● PROBLEM TO WORK ON: Output, unchanged, the part of the listing that opens with the line containing "Please locate the lantern roof" and closes with the line containing "[686,323,733,445]", including both of those lines.
++++ INFORMATION SHOWN ++++
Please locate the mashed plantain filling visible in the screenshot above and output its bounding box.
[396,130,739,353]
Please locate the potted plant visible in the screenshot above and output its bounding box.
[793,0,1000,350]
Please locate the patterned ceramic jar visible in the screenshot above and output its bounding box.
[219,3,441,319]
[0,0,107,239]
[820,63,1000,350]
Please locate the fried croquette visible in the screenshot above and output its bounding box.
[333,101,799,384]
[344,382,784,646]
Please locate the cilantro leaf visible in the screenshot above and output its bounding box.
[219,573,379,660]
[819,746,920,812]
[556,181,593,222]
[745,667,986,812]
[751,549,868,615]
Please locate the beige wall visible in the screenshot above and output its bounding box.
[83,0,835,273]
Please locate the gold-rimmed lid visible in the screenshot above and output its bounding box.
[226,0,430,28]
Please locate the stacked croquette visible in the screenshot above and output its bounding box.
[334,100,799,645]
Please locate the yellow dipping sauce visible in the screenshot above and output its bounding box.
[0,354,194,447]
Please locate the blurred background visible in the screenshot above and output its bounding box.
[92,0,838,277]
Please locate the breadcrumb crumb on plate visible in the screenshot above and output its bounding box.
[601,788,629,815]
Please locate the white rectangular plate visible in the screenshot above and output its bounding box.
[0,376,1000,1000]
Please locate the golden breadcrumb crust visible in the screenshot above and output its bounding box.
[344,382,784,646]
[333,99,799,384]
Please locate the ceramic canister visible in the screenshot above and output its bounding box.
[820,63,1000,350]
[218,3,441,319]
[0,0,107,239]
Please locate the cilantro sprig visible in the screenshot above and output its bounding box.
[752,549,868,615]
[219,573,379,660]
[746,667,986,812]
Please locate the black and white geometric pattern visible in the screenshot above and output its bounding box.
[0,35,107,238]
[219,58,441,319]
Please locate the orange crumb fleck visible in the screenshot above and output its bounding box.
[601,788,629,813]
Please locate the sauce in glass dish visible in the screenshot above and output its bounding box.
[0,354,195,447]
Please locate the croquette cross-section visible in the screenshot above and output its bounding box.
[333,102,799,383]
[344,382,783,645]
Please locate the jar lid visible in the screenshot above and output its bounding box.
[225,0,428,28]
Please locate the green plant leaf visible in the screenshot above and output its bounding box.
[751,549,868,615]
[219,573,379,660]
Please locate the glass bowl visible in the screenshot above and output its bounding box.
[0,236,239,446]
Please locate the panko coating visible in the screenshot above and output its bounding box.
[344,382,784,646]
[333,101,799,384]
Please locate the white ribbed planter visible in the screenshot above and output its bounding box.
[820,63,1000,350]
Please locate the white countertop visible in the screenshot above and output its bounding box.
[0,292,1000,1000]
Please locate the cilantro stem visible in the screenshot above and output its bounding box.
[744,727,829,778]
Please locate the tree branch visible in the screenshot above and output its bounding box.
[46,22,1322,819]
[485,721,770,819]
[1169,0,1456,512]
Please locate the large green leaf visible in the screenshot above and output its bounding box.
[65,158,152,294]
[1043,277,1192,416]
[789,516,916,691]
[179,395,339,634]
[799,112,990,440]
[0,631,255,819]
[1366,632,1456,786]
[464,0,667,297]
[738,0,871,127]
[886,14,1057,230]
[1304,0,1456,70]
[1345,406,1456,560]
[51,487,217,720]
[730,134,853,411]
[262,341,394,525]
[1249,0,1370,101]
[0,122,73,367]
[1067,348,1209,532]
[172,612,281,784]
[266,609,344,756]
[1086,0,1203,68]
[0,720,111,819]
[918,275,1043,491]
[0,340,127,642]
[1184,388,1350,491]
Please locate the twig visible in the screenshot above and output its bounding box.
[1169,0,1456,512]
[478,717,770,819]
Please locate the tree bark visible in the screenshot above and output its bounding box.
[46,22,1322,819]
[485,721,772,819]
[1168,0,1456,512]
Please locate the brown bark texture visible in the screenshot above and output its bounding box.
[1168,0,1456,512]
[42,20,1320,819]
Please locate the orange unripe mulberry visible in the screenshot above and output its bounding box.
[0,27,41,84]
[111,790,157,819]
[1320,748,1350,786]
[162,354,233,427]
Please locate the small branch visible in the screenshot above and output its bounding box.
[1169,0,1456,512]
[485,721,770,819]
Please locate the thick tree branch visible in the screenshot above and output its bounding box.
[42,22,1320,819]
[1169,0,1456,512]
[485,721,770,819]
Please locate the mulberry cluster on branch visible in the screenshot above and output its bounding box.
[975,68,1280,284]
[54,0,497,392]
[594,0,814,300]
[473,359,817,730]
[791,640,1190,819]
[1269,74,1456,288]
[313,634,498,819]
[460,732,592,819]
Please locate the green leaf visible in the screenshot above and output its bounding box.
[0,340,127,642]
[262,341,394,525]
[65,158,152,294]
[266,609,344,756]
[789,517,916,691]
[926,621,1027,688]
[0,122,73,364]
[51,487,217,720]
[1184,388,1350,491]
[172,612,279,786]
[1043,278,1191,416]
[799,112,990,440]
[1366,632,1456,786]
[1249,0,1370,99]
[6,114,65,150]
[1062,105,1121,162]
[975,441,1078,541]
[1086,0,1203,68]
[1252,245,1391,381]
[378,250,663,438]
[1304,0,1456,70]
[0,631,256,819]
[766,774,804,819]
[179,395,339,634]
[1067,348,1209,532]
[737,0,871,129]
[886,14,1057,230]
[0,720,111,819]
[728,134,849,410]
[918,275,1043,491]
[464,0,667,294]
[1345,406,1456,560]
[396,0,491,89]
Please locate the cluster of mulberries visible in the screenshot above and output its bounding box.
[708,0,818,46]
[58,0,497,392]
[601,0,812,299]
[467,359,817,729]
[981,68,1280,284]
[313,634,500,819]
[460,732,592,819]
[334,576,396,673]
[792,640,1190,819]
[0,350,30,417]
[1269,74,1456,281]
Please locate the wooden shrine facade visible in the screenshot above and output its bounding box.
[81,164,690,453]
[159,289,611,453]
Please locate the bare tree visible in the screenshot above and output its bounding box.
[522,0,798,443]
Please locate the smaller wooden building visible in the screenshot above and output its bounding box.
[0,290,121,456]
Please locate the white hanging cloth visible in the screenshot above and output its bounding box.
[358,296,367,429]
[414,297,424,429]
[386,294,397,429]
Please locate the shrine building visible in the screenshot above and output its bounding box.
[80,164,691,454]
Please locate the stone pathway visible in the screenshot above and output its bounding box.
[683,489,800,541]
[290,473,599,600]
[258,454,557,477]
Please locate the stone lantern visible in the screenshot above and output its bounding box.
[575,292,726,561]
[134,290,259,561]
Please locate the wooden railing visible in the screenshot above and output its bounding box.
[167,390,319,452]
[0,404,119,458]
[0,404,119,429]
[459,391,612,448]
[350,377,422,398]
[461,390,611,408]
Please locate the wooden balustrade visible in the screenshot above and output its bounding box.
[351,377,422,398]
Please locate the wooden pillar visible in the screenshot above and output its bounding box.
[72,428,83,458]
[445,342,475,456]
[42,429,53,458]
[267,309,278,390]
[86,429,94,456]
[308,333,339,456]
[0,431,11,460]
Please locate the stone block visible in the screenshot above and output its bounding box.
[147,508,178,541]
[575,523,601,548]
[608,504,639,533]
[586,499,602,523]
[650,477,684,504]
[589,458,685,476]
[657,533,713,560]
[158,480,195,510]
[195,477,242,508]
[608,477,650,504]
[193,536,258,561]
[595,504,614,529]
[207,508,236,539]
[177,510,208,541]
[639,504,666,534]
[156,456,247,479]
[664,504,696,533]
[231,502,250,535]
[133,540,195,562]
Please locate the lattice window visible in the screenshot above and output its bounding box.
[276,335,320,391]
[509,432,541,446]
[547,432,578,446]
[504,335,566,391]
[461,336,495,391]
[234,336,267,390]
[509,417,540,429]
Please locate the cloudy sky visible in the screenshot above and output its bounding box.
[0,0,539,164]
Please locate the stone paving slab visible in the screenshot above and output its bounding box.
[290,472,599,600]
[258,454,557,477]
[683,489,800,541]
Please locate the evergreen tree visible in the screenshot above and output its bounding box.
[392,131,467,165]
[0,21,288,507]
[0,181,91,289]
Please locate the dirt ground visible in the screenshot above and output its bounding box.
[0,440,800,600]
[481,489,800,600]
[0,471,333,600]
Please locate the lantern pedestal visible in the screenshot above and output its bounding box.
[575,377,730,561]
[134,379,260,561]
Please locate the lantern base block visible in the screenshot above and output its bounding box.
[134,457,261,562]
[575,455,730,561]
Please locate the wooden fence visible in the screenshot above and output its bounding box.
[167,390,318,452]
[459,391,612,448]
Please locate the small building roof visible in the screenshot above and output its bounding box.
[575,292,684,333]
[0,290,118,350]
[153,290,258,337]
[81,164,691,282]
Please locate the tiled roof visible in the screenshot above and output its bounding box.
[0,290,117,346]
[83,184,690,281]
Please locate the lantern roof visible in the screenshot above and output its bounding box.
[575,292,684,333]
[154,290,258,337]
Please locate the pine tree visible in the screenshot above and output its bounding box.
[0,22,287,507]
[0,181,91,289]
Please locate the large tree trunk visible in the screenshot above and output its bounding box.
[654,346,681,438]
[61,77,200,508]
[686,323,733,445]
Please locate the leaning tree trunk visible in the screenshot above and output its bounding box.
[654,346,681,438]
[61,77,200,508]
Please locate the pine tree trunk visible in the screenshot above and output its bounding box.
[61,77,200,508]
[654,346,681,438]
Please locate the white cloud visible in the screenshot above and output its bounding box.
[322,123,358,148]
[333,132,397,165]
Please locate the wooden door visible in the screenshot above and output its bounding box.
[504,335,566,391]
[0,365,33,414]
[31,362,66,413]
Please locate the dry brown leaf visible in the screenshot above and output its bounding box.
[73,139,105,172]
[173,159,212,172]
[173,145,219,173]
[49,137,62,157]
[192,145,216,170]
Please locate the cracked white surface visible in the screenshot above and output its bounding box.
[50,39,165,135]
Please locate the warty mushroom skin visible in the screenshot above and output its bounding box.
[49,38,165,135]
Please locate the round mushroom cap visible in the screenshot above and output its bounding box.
++++
● CORRECT RESULT:
Please locate the lantern roof visible in the screenshot above and output its bounding box.
[575,292,684,333]
[154,290,258,337]
Please locate the pine tree visible in the screenshot above and output its bounding box.
[0,22,287,507]
[0,181,91,289]
Please locate the large tree trunk visible in the screenshot above and output its bounding box.
[654,346,681,438]
[61,77,200,508]
[686,323,733,445]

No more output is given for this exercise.